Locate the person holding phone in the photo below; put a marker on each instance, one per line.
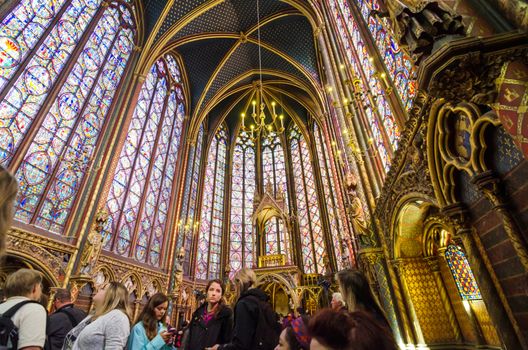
(212, 322)
(151, 332)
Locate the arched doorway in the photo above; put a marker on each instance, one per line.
(442, 297)
(12, 263)
(281, 289)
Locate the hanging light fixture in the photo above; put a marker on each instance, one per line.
(258, 125)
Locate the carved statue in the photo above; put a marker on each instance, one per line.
(419, 24)
(269, 188)
(93, 244)
(355, 210)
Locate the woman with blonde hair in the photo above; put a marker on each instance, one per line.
(150, 331)
(8, 192)
(212, 322)
(109, 326)
(357, 294)
(256, 325)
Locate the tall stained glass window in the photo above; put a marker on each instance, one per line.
(242, 245)
(338, 228)
(274, 175)
(462, 273)
(308, 215)
(399, 65)
(61, 63)
(188, 223)
(212, 213)
(140, 194)
(383, 128)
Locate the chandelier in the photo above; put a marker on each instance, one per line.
(259, 124)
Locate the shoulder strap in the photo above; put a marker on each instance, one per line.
(72, 319)
(12, 311)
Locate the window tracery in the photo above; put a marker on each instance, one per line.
(243, 186)
(308, 215)
(60, 65)
(212, 213)
(140, 195)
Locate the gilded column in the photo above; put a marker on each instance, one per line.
(489, 285)
(434, 265)
(416, 329)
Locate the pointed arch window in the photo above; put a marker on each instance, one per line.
(308, 215)
(338, 228)
(274, 173)
(383, 128)
(462, 273)
(188, 224)
(212, 213)
(241, 246)
(61, 63)
(142, 188)
(397, 62)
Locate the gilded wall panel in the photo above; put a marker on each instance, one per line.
(427, 303)
(484, 321)
(460, 312)
(52, 257)
(135, 277)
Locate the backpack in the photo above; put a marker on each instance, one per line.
(268, 326)
(8, 330)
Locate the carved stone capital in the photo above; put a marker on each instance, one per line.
(466, 69)
(433, 263)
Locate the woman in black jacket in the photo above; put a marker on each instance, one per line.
(212, 323)
(256, 325)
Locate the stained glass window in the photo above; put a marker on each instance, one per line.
(383, 128)
(338, 227)
(55, 94)
(308, 215)
(212, 213)
(274, 175)
(399, 65)
(462, 273)
(241, 248)
(188, 224)
(140, 195)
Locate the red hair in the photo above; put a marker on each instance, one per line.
(357, 330)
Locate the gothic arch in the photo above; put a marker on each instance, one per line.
(289, 286)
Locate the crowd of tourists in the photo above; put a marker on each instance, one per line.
(354, 321)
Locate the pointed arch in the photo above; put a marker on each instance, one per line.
(140, 195)
(212, 212)
(62, 63)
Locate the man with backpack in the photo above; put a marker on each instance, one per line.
(23, 320)
(63, 320)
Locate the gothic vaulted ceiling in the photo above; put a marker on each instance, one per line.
(218, 42)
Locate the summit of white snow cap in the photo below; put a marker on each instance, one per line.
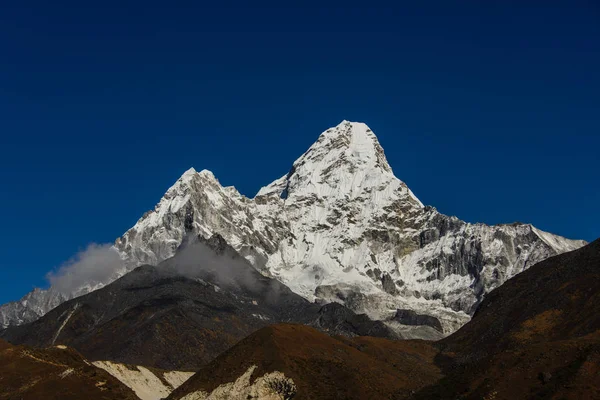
(207, 174)
(189, 172)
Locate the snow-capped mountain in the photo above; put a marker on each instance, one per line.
(339, 226)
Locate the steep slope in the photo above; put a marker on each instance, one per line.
(537, 336)
(293, 361)
(183, 313)
(147, 383)
(339, 226)
(54, 373)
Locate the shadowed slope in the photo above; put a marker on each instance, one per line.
(322, 367)
(183, 313)
(537, 336)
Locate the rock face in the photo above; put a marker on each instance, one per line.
(183, 313)
(409, 317)
(535, 337)
(339, 226)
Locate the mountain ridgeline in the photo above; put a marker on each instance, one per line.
(337, 227)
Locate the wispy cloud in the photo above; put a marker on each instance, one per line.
(97, 264)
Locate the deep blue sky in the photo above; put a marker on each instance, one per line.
(488, 110)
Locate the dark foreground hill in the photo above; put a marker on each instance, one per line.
(183, 313)
(312, 365)
(54, 373)
(537, 336)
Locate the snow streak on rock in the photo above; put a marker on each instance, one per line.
(340, 226)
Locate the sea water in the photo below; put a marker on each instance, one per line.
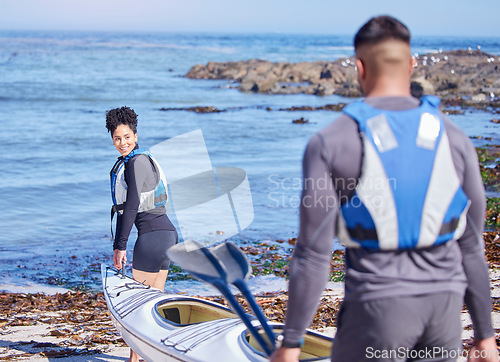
(55, 88)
● ● ● ●
* [WRITTEN PROBLEM]
Transcribe every row above character for character, in the original order, omitting the pictures.

* [FULL SOLUTION]
Locate the person holding phone in the photo below; put a marker on each instance, one per line.
(212, 322)
(151, 332)
Locate the arched doorway in the photo above; put a marker on each instance, one per line.
(442, 297)
(12, 263)
(281, 289)
Locate the hanging light fixture in the photo above; put a marker on each instance, one per line.
(258, 125)
Locate the carved statue in the photo above; put a marker on each instance, one per line.
(419, 24)
(269, 188)
(93, 244)
(355, 210)
Locate the woman with blonde hair in the photo above; put a marker on each instance, one per line.
(150, 331)
(8, 192)
(212, 322)
(109, 326)
(357, 294)
(256, 325)
Locate the tall stained glass window in the photo above; put a marker on each instance, one per line.
(242, 245)
(338, 228)
(274, 175)
(462, 273)
(308, 215)
(399, 65)
(61, 63)
(188, 223)
(212, 213)
(140, 194)
(383, 128)
Locate the chandelier in the photo above; put a marker on each instance, one per line.
(259, 124)
Locate the shoulder strap in the photo above; put a marker on each instance, one per line.
(72, 319)
(12, 311)
Locate the window tracery in the photo above; put a marker on each instance, one per line.
(243, 186)
(308, 215)
(60, 65)
(212, 213)
(140, 195)
Locate the gilded column in the photo above; put a marker on each instance, one per line.
(489, 285)
(434, 265)
(416, 329)
Locate the pointed arch window in the photo above; put a marker on each instance, one per line.
(308, 215)
(338, 228)
(274, 173)
(383, 128)
(462, 273)
(188, 224)
(212, 213)
(241, 246)
(61, 63)
(142, 188)
(397, 62)
Locate the gilded wall panel in the photo above; put a marker on each instance, one per line.
(427, 303)
(484, 321)
(460, 312)
(52, 257)
(135, 277)
Locate the backpack in the photo above; put a marker on each instance, one per line.
(268, 326)
(8, 330)
Locate the carved stone capital in the photo above; put a marker on each instance, one per line.
(466, 69)
(433, 263)
Locate the woman in black jacket in the photo above; put a marker on each instance, one per line.
(212, 323)
(256, 325)
Locate the stained glass window in the photo above; put a marker on each instance, one per line.
(383, 128)
(338, 227)
(55, 94)
(308, 215)
(212, 213)
(274, 175)
(399, 65)
(462, 273)
(241, 248)
(188, 224)
(140, 195)
Locate the red hair in the photo above; put a marker on each instance, one per line.
(357, 330)
Locate the gothic arch in the photo above; put a marker on each instance, one per line.
(289, 286)
Locate the crowd of tourists in the photo above; put a marker on each instance, one per line.
(354, 321)
Locate the pointed arch in the photo above; put a marker on each instance, one per line.
(140, 195)
(212, 212)
(62, 63)
Locate the man with backpack in the photo above; put a marker on each instance, one per line.
(23, 320)
(63, 320)
Locate the gothic vaulted ceiling in the photo above; put a marker on each instance, one per line.
(218, 42)
Locate the summit of white snow cap in the photo below; put a marker on each instance, one per line.
(207, 174)
(189, 172)
Locate the snow-capped mountain in the photo above; put a marker on each instance, one per line.
(339, 226)
Locate the steep slope in the photo above; put a marker on each instance, one per line.
(537, 336)
(293, 361)
(183, 313)
(147, 383)
(339, 226)
(54, 373)
Locate the shadowed slope in the photo above; put a marker on each instance, one per line.
(322, 367)
(183, 313)
(537, 336)
Locate the rock face in the photo above; put a marker on each instance, one per line.
(183, 313)
(409, 317)
(535, 337)
(339, 226)
Locate the mountain ridgeline in the photo above; put a marker on each instance, one per line.
(337, 227)
Locate the wispy cloud in the photo above; put a marker on each instance, one per line.
(97, 264)
Locate the deep blue sky in the photo above; put a marker on each instance, one per line.
(488, 110)
Locate the dark foreground hill in the photo above; put a marker on each instance, one per line.
(183, 313)
(312, 365)
(54, 373)
(537, 336)
Locate the snow streak on rock in the photo above; put a marker on each instance, one per line.
(340, 226)
Locate the sea water in the photo below; put a marker on each instance, one per line.
(55, 88)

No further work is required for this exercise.